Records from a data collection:

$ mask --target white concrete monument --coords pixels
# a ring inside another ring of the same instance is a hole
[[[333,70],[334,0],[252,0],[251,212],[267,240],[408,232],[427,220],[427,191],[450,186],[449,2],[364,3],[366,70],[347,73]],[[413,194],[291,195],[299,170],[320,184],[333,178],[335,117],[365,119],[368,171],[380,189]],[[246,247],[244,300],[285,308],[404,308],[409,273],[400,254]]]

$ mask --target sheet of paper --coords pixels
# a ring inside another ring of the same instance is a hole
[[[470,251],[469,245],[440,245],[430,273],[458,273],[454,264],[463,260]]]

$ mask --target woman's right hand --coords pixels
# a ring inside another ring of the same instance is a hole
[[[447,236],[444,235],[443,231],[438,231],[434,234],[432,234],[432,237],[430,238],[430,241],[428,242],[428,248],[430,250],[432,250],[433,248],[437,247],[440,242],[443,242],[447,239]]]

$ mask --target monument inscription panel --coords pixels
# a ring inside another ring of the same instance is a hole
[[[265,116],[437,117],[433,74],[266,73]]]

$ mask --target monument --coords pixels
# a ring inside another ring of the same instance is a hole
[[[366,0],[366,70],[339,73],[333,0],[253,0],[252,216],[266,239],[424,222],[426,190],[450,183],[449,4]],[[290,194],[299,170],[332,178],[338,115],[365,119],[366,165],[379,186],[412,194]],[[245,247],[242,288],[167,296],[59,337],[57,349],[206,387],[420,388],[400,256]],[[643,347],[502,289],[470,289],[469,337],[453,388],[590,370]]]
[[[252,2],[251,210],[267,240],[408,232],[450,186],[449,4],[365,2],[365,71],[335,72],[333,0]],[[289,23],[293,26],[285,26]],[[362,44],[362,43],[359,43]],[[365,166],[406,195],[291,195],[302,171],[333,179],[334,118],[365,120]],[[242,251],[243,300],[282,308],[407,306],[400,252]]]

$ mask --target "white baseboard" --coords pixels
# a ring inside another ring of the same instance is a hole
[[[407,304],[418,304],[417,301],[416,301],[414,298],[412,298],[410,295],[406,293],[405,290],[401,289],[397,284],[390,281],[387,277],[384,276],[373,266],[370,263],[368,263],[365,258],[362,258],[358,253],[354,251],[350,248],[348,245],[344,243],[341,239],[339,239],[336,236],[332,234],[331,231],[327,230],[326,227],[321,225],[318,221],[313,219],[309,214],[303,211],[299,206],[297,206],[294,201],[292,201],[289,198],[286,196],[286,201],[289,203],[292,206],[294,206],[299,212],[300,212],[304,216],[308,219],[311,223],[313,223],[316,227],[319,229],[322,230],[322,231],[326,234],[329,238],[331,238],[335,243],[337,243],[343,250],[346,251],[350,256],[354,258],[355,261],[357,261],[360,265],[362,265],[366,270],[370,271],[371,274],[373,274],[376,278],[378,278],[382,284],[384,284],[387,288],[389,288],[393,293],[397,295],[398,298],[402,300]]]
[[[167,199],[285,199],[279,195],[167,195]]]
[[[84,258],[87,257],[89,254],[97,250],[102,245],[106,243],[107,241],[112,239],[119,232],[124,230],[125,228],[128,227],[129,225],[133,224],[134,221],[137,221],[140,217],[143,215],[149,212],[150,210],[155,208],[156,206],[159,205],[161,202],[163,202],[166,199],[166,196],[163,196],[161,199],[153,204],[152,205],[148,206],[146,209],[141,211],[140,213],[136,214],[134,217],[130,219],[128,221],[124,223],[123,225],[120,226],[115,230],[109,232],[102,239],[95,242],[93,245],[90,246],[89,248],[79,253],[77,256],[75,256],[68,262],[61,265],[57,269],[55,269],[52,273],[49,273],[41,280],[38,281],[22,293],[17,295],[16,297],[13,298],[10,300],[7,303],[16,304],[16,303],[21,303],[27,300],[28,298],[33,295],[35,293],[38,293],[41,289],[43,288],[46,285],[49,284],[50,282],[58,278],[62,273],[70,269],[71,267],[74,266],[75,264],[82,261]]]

▸ **TASK TO COMPLETE**
Rewrite the part of the entries above that opens with the line containing "panel --coords pixels" and closes with the line containing "[[[265,116],[437,117],[433,74],[266,73]]]", both of those lines included, keeping every line and multiplying each pixel coordinate in the answer by 0.7, rounded to whole numbers with halves rounded up. Give only these lines.

▸ **FINAL ANSWER**
$ mask --target monument inscription panel --coords pixels
# a ring inside another ring of the same instance is a hole
[[[186,81],[306,82],[303,52],[186,51]]]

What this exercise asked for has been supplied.